• WHAT YOU WILL DO:
Only one stretch of the data below is wanted: the lines from the one with "of the light" through the one with "of the window", repeated exactly.

------------------------------------------------------------------------

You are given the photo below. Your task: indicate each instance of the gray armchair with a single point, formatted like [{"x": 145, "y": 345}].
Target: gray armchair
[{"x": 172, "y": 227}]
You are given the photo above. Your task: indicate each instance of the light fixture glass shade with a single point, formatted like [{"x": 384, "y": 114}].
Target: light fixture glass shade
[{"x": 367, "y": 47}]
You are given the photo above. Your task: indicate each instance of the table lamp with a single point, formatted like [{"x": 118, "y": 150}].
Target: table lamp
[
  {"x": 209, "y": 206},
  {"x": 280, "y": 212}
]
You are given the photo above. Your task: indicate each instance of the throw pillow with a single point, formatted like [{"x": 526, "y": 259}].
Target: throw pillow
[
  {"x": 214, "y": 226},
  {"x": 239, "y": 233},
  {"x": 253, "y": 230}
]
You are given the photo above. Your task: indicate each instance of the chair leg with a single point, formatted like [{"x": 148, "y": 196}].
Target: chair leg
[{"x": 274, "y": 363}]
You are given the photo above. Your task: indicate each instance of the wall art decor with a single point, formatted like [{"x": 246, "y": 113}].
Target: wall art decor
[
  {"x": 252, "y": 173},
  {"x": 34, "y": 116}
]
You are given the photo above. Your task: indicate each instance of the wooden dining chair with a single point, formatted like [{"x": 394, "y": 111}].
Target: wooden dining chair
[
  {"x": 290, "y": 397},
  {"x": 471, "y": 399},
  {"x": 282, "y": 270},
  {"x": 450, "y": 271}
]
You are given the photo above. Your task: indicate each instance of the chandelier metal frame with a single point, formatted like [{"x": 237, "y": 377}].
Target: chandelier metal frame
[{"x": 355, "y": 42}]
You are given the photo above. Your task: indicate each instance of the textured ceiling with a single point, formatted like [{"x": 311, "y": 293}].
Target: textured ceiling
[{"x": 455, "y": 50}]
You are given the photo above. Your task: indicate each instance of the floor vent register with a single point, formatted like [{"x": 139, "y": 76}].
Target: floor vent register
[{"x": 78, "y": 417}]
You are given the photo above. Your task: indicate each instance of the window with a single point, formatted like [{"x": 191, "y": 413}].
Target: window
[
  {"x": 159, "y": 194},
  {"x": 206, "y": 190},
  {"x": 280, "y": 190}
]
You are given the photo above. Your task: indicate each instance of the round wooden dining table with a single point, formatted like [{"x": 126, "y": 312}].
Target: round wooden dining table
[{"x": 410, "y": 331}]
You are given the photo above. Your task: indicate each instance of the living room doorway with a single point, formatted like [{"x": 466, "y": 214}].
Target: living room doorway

------------------------------------------------------------------------

• OUTPUT OF THE EXERCISE:
You are given the photo above. Your task: indicate each instance of the light fixture glass shade with a single point, formatted like [{"x": 384, "y": 114}].
Target: light fixture glass shade
[{"x": 367, "y": 47}]
You are given the photo above. Your task: indicate each instance of the table lamp with a single point, formatted like [{"x": 118, "y": 150}].
Target: table lamp
[
  {"x": 209, "y": 206},
  {"x": 280, "y": 212}
]
You are given the photo above. Your task: indicate each instance of the throw pillow with a single point, formatted like [{"x": 526, "y": 259}].
Target: throw pillow
[
  {"x": 214, "y": 226},
  {"x": 239, "y": 233},
  {"x": 253, "y": 230}
]
You are given the photo above. Your task: indicate each instance of the chair leg with a single point, formatted like [{"x": 148, "y": 196}].
Target: chair leg
[{"x": 274, "y": 363}]
You are given the photo above. Your task: indicate each instance of the wall art decor with a single point, formatted like [{"x": 246, "y": 113}].
Target: wall art decor
[
  {"x": 252, "y": 173},
  {"x": 34, "y": 116}
]
You are given the photo above. Your task: indicate each instance of the wooden dining chair with a single point, formatted like [{"x": 394, "y": 111}].
Target: wooden dining chair
[
  {"x": 290, "y": 397},
  {"x": 471, "y": 399},
  {"x": 282, "y": 270},
  {"x": 450, "y": 271}
]
You are given the photo above. Your task: indicate each instance of the chandelier metal frame with a single point, formatted like [{"x": 237, "y": 377}].
Target: chandelier metal frame
[{"x": 355, "y": 42}]
You are given the photo above. Your task: indicate each instance of the textured ceiling with a single point, formatted like [{"x": 311, "y": 293}].
Target: textured ceiling
[{"x": 455, "y": 50}]
You are given the photo above. Your task: indicate each instance of the floor vent register with a single point, formatted like [{"x": 139, "y": 76}].
Target: floor vent register
[{"x": 78, "y": 417}]
You are given the photo above. Your task: indicate each instance of the window with a single point, formatted like [{"x": 191, "y": 413}].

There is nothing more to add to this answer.